*** TEXT UNDER STUDY ***

🤖 AI Summary
Large language models (LLMs) face significant challenges in automated theorem proving (ATP), including sparse rewards, excessively long proof paths, and difficulty in multi-step logical reasoning. Method: This paper proposes the self-generated goal-conditioned Markov Decision Process (sG-MDP) framework, enabling agents to dynamically generate subgoals aligned with the current proof state. A modular architecture coordinates multiple 7B-parameter LLMs—each specialized for subgoal generation, policy synthesis, and tactic selection. Proof search employs a Monte Carlo Tree Search (MCTS)-inspired algorithm augmented with multi-model ensemble mechanisms to enhance logical structure modeling. Contribution/Results: Evaluated on PutnamBench, our method solves 26 undergraduate-level problems—the highest success rate reported for 7B-scale models. It establishes the first end-to-end ATP paradigm grounded in autonomous subgoal generation, markedly improving both interpretability and search efficiency in complex mathematical reasoning.
📝 Abstract
Reasoning remains a challenging task for large language models (LLMs), especially within the logically constrained environment of automated theorem proving (ATP), due to sparse rewards and the vast scale of proofs. These challenges are amplified in benchmarks like PutnamBench, which contains university-level problems requiring complex, multi-step reasoning. To address this, we introduce self-generated goal-conditioned MDPs (sG-MDPs), a new framework in which agents generate and pursue their subgoals based on the evolving proof state. Given this more structured generation of goals, the resulting problem becomes more amenable to search. We then apply Monte Carlo Tree Search (MCTS)-like algorithms to solve the sG-MDP, instantiating our approach in Bourbaki (7B), a modular system that can ensemble multiple 7B LLMs for subgoal generation and tactic synthesis. On PutnamBench, Bourbaki (7B) solves 26 problems, achieving new state-of-the-art results with models at this scale.

*** End of TEXT UNDER STUDY ***

List every abbreviation that the theorem-proving text places in parentheses right after its full form, and give each full form. You won't need the rows that follow.

*** DATA FOR REVIEW ***

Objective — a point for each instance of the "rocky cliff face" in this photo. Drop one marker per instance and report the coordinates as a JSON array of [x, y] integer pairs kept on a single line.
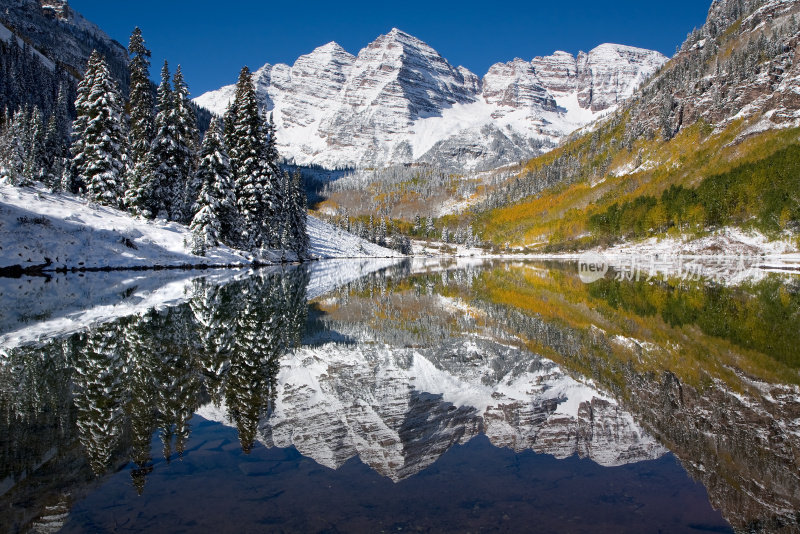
[[400, 101], [400, 409], [62, 35], [741, 64]]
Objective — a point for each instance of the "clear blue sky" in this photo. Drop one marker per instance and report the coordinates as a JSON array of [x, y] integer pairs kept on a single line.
[[213, 39]]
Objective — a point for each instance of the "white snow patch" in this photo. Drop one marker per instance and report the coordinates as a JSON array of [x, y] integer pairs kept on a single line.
[[72, 232]]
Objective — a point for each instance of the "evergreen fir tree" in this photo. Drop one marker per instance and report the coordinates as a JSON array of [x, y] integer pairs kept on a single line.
[[139, 191], [214, 219], [187, 134], [246, 149], [33, 144], [163, 156], [99, 148], [141, 99], [12, 153], [299, 216]]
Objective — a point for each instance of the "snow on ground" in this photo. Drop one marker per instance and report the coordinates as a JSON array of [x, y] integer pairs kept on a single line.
[[39, 308], [72, 232], [328, 241], [327, 275]]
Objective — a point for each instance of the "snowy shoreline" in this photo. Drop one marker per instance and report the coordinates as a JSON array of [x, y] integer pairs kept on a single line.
[[43, 232]]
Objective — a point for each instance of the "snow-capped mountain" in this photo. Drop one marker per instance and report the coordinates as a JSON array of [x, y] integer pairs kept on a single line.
[[400, 101], [59, 34]]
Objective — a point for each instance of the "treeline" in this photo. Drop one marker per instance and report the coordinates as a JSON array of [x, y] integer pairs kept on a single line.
[[384, 232], [396, 233], [381, 191], [763, 193], [146, 156]]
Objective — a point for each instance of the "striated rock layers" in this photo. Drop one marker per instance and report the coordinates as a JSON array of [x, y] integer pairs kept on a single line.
[[399, 101]]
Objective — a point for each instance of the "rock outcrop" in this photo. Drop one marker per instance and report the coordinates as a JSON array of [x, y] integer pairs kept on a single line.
[[399, 101]]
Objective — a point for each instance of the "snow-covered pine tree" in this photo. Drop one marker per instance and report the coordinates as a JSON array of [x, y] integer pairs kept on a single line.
[[12, 153], [33, 169], [246, 148], [141, 98], [187, 136], [214, 218], [276, 222], [163, 157], [56, 142], [100, 138], [139, 181], [298, 216]]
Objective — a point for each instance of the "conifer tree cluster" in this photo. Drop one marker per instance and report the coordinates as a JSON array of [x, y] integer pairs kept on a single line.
[[147, 156]]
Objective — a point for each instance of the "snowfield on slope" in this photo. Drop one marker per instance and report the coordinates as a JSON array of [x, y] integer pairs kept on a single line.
[[37, 226]]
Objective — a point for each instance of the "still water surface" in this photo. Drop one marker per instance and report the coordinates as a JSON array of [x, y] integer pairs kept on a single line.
[[504, 397]]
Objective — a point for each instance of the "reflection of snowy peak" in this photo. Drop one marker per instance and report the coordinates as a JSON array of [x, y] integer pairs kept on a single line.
[[398, 410], [399, 101]]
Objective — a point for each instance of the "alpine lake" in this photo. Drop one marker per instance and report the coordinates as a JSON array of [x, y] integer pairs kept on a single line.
[[438, 396]]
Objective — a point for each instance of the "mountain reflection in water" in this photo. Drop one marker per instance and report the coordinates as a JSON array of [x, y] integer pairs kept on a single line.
[[479, 397]]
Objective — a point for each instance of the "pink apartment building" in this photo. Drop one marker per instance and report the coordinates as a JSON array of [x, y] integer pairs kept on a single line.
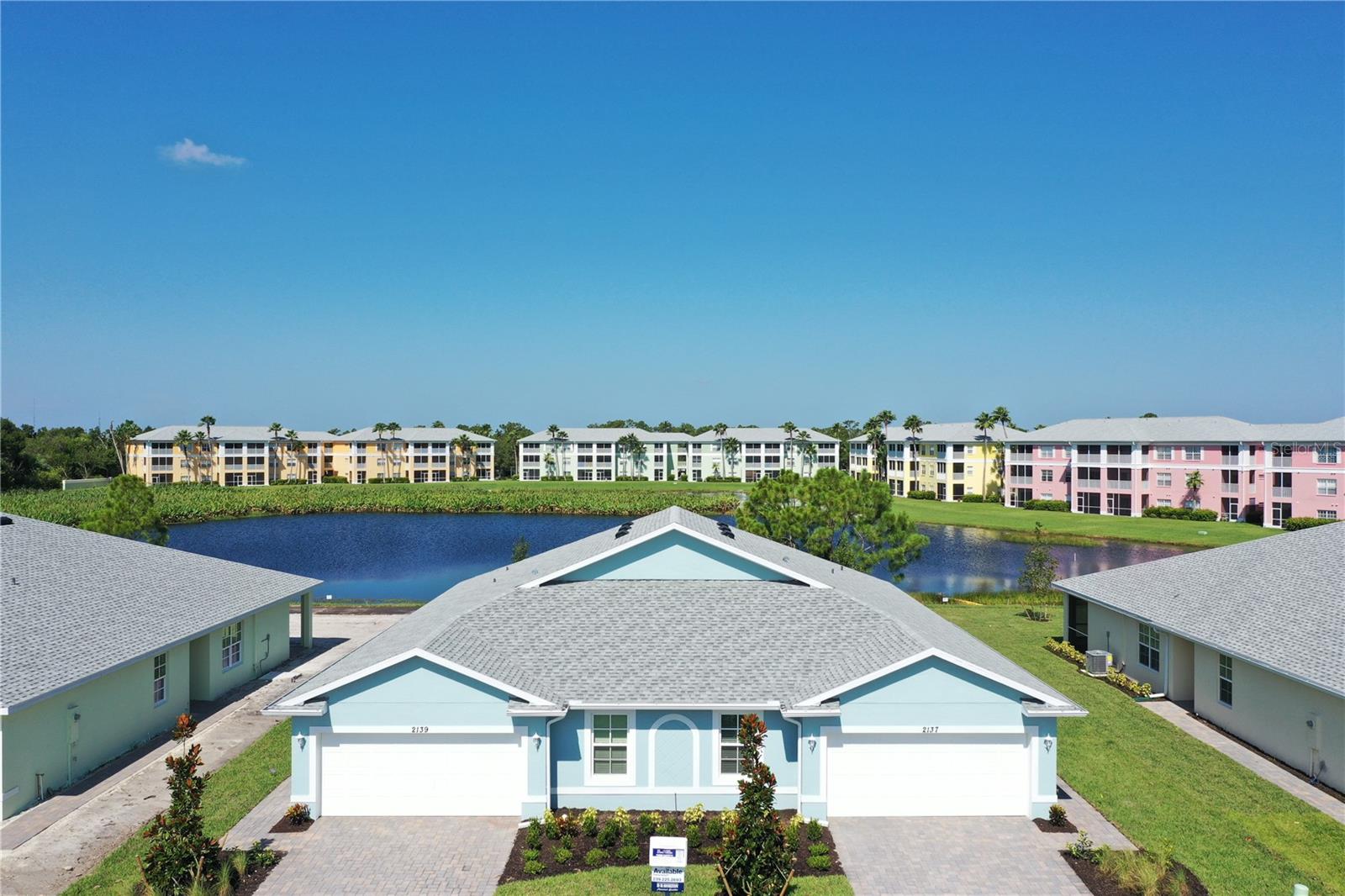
[[1122, 466]]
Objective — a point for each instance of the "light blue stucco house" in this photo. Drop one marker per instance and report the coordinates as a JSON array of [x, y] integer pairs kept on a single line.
[[614, 670]]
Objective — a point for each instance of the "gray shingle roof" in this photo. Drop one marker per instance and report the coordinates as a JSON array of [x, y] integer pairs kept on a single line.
[[1180, 430], [736, 640], [77, 604], [232, 434], [1278, 602]]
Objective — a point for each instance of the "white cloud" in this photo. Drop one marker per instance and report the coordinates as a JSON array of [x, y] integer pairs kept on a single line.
[[187, 152]]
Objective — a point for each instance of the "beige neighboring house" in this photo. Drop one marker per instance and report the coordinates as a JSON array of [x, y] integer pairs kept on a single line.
[[1250, 638]]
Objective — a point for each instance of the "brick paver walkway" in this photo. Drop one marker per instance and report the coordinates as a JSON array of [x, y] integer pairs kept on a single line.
[[370, 856], [966, 856], [1248, 757]]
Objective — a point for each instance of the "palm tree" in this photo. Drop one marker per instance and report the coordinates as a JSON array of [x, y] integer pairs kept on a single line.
[[182, 440], [985, 423], [731, 454], [464, 448]]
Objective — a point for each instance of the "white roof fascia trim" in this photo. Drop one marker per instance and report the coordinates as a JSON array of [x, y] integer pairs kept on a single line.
[[412, 654], [1194, 640], [674, 526], [926, 654]]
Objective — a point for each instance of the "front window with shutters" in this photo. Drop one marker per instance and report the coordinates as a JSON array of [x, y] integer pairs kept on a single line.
[[609, 744], [232, 646]]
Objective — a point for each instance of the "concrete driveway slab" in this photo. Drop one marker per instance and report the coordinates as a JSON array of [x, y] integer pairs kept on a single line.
[[369, 856]]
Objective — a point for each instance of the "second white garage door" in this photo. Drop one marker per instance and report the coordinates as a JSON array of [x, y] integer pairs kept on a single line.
[[421, 775], [927, 774]]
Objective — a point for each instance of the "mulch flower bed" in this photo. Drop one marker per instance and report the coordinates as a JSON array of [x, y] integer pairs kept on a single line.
[[708, 853], [1100, 884]]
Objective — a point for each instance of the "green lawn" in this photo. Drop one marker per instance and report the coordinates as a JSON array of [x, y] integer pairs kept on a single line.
[[636, 878], [233, 790], [1012, 519], [1237, 831]]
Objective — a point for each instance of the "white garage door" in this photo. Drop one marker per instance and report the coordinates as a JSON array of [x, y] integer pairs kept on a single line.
[[421, 774], [927, 774]]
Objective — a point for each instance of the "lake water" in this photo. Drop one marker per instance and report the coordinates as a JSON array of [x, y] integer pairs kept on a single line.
[[420, 556]]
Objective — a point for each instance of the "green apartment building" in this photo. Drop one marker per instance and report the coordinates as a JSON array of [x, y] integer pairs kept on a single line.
[[107, 640]]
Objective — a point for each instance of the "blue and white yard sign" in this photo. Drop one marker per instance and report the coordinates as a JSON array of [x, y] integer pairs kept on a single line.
[[667, 864]]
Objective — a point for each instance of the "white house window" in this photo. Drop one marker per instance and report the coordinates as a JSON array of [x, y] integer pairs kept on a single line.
[[232, 646], [1149, 653], [1226, 680], [731, 751], [161, 680], [609, 744]]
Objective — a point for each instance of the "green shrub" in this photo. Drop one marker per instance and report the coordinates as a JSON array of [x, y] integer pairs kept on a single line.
[[1295, 524], [1181, 513]]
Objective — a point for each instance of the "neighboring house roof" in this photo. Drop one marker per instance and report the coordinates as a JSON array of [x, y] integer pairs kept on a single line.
[[598, 434], [232, 434], [78, 604], [1179, 430], [1278, 602], [674, 642], [764, 434], [414, 434]]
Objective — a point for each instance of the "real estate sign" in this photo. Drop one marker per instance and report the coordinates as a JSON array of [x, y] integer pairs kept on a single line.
[[667, 864]]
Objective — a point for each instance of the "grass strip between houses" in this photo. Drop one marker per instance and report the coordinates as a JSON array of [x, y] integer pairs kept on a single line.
[[1076, 529], [1237, 831], [233, 790], [636, 878]]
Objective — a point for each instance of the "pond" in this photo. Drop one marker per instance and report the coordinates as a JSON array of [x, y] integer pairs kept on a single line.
[[420, 556]]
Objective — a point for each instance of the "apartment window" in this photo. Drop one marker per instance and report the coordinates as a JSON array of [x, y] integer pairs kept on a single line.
[[1226, 680], [1149, 651], [731, 751], [232, 646], [609, 744], [161, 680]]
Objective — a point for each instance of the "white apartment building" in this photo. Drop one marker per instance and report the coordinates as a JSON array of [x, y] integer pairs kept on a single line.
[[743, 454]]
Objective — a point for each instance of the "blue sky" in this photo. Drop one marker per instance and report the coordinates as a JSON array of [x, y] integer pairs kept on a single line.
[[750, 213]]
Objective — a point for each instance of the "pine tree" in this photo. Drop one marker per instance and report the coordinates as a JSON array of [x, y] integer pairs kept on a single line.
[[757, 860]]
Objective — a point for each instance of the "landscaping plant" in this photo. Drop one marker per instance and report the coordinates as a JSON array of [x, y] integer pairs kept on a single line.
[[757, 860]]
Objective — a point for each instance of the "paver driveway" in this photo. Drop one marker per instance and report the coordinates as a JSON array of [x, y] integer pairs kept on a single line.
[[952, 856], [367, 856]]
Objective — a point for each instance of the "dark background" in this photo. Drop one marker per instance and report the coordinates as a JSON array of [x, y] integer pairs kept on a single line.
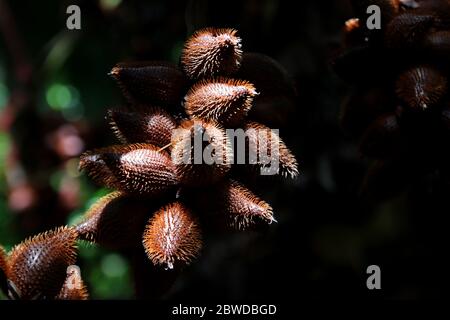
[[54, 92]]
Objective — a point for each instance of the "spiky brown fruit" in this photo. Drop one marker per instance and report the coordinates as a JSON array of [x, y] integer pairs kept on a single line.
[[243, 208], [153, 126], [115, 221], [421, 87], [37, 266], [134, 168], [225, 101], [267, 150], [172, 236], [201, 152], [154, 83], [211, 52], [94, 165], [73, 287], [3, 272]]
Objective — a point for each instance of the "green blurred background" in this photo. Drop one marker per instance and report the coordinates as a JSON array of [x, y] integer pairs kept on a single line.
[[54, 92]]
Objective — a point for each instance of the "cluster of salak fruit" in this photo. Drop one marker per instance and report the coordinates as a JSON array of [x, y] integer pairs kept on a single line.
[[161, 200], [400, 106]]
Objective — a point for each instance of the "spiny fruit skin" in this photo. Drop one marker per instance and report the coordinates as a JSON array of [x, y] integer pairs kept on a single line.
[[400, 77], [421, 87], [172, 236], [210, 52], [153, 126], [242, 207], [190, 165], [115, 221], [226, 101], [408, 30], [37, 266], [267, 146], [154, 83], [134, 168], [73, 287], [161, 162]]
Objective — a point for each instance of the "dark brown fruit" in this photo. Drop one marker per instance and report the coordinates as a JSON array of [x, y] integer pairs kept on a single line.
[[408, 30], [115, 221], [211, 52], [3, 271], [266, 149], [222, 100], [242, 208], [190, 142], [153, 126], [421, 87], [135, 168], [38, 265], [74, 287]]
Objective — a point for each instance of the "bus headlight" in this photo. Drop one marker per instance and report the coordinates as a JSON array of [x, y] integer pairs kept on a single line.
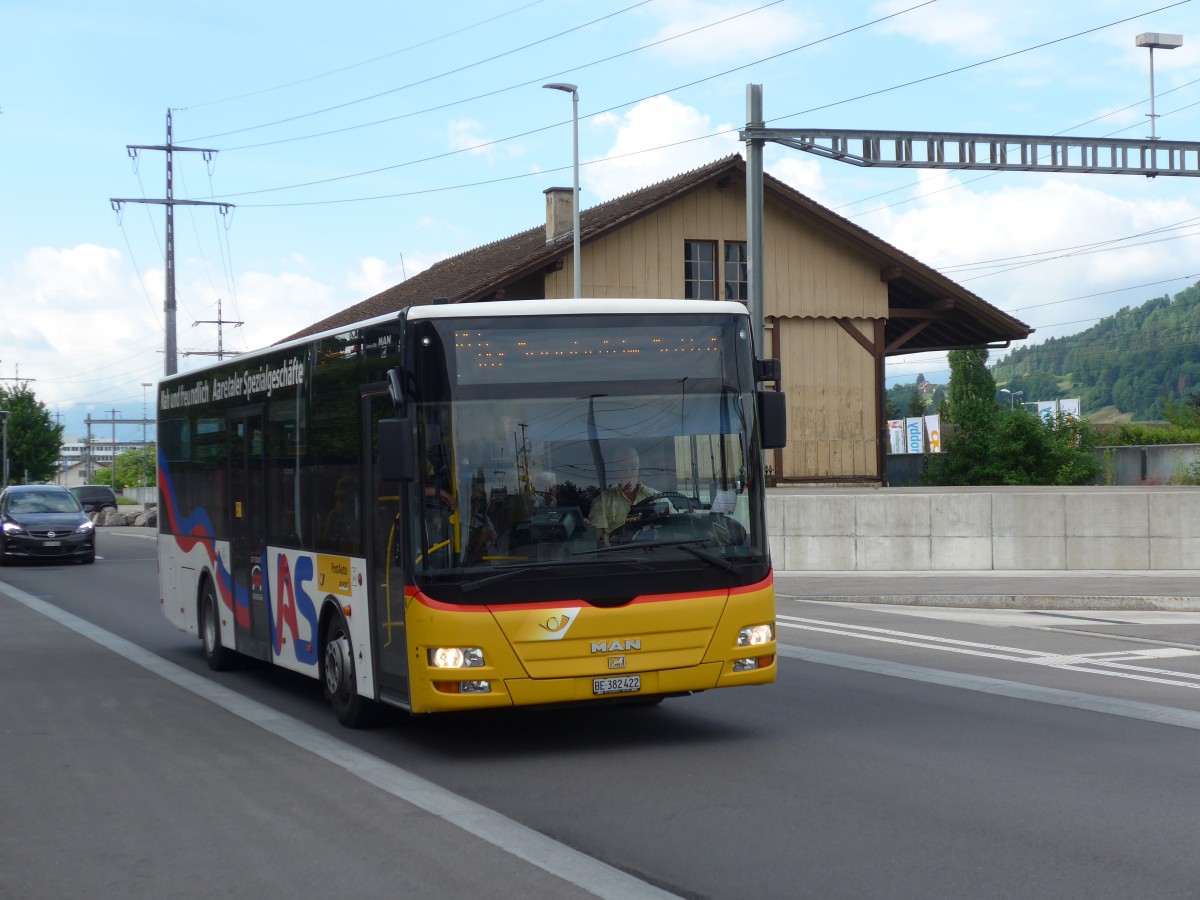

*** End of DATA FOR REVIEW ***

ANSWER FOR THE TASK:
- LLMs: large language models
- ATP: automated theorem proving
- sG-MDP: self-generated goal-conditioned Markov Decision Process
- MCTS: Monte Carlo Tree Search